> **EXTRAIT DU DOCUMENT**:
>>
Pour la femme, le cheveu est long, le maquillage abondant et obligatoire ainsi que les bijoux et paillettes.
Tout attribut féminin qui puisse être outrancièrement mis en valeur à coups de rembourrage est le bienvenu.
Bref il faut qu'on puisse se reconnaître rapidement, de loin et même bourré: moi homme, toi femme.
S'il pouvaient se tatouer respectivement des testicules ou des seins sur le front, il n'est pas exclus qu'ils le fassent.

Toujours est-il qu'ils savent accueillir les Sud-africains, surtout les blancs qui nous ouvrent grand les portes de chez eux ou plutôt de chez les noirs dans les townships. Ces ghettos se visitent, les blancs ont déconné pendant l'apartheid en créant les townships pour tenir les noirs à distance mais maintenant pour se faire pardonner ils y vont dans les townships en 4x4 et avec des caméras , un safari quoi!
Tous artistes vidéastes je vous dis.
<<
> **TRAVAIL DEMANDÉ**:
(a) Pourriez-vous mettre à jour l'extrait sur l'Afrique du Sud en commençant à « Pour la femme, le » et en terminant à « qu'ils le fassent. », avec « fard » à la place de « maquillage » ?
(b) Pouvez-vous écrire la suite de l'extrait sur l'Afrique du Sud, à partir de l'endroit où il s'arrête ?
Les enregistrements constituent un matériau distinct de l'extrait sur l'Afrique du Sud.

> **INFORMATIONS EXTRAITES**:
>>
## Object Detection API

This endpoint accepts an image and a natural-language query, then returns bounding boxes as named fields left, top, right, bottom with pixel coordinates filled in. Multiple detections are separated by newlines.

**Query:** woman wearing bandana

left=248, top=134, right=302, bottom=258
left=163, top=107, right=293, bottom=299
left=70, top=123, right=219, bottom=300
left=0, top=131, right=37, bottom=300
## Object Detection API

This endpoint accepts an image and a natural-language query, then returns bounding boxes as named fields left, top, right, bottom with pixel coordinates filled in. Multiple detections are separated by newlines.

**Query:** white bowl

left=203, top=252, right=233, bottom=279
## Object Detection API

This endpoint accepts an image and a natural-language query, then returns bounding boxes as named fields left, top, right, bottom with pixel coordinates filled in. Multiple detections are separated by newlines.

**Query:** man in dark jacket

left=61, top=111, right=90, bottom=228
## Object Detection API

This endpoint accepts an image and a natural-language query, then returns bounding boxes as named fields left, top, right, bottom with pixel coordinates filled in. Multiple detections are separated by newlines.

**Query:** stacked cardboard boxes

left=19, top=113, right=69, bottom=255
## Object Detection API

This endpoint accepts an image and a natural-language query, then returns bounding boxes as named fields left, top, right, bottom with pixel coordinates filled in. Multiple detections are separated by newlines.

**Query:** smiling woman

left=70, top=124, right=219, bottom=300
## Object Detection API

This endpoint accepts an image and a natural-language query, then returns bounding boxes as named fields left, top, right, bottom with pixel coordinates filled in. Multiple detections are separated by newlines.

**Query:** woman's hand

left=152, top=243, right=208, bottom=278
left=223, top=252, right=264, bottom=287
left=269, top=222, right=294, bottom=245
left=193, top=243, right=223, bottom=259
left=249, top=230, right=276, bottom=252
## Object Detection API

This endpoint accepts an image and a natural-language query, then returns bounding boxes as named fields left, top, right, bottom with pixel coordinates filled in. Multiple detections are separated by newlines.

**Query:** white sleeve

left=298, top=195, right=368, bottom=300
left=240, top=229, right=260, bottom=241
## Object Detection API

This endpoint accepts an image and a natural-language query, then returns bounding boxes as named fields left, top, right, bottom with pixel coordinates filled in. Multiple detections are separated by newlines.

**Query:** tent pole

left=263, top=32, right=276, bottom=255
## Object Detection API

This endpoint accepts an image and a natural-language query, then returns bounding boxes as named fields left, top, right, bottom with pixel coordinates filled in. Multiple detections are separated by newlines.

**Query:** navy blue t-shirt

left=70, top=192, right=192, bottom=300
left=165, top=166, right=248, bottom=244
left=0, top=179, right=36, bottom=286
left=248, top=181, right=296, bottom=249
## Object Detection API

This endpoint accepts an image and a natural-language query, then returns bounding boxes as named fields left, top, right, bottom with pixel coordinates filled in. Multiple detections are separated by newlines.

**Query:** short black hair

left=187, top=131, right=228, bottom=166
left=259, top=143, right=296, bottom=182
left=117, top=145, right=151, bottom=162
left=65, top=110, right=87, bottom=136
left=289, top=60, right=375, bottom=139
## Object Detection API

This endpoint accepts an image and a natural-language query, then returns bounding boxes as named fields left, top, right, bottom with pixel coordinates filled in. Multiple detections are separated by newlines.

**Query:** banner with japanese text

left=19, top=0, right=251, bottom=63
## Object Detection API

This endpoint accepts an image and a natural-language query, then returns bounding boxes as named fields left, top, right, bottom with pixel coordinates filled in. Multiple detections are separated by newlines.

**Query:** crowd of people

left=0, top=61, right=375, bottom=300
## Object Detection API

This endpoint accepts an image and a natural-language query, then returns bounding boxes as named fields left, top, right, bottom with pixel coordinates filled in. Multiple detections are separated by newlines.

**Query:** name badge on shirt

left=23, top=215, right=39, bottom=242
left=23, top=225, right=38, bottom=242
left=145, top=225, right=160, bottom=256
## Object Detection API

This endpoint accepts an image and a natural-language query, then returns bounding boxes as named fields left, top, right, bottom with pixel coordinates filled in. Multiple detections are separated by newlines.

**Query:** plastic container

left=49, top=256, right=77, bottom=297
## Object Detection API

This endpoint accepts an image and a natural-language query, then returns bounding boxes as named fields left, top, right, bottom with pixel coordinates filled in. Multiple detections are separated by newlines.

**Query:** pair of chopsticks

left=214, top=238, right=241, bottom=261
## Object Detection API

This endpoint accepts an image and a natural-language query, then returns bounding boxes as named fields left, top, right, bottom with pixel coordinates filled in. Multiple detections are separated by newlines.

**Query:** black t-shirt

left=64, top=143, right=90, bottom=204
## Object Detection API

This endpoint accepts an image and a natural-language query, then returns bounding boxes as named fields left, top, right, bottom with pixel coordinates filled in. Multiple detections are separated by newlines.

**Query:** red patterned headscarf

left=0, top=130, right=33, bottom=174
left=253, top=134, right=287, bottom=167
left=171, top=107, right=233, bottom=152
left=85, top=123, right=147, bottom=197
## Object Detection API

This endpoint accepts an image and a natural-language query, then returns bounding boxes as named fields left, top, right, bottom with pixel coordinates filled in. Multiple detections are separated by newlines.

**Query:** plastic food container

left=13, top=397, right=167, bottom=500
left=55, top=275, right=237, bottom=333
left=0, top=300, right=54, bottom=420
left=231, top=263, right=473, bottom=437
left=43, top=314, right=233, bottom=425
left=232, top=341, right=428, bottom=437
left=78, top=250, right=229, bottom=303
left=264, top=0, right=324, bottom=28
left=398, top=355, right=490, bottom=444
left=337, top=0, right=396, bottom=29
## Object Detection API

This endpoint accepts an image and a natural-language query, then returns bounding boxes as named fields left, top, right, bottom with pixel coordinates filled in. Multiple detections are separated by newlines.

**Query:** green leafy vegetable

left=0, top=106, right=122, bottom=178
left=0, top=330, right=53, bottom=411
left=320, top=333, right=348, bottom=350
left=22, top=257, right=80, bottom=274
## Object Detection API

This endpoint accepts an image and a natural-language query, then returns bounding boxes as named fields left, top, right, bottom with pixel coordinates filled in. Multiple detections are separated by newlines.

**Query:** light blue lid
<<
> **RÉPONSES RÉDIGÉES**:
(a)
Pour la femme, le cheveu est long, le fard abondant et obligatoire ainsi que les bijoux et paillettes.
Tout attribut féminin qui puisse être outrancièrement mis en valeur à coups de rembourrage est le bienvenu.
Bref il faut qu'on puisse se reconnaître rapidement, de loin et même bourré: moi homme, toi femme.
S'il pouvaient se tatouer respectivement des testicules ou des seins sur le front, il n'est pas exclus qu'ils le fassent.

(b)
Dans un souci d'épure permanent, on est blanc ou noir en Afrique du sud, on vit à Disney ou chez Kirikou, on filme ou on est filmé.

Encore heureux, Mandela est arrivé, il a montré la voie...la nation arc-en-ciel comme ils disent: comme quoi, on peut casser du caillou pendant 27 ans et en ressortir avec ce recul sur les choses, sur la vie. Tellement de recul qu'on ne voit plus rien peut-être. Rien ne nous affecte plus.
- Quoi ? y'a plus de corn-flakes?
On relativise.
- Quoi? Johnny ressort un album?
Pas si grave...
- Hein? Les Enfoirés reprennent des chansons de Noel et entament une tournée partout en France?
Aargh! Je résiste...
- Avec Mimi Mathy et Grégoire?
Putain merde... quand même!

Bref, une leçon.
Aujourd'hui les noirs ont les mêmes droits que les blancs et surtout le droit de gagner de l'argent: le 4x4, l'écran plat géant, les 350 chaînes de télé, le saumon fumé recolorisé en rose, l'abonnement gymnase-club, Louis Vuitton, etc...
A quand le droit de ne pas leur ressembler?

Vraiment... j'adore Johannesburgh.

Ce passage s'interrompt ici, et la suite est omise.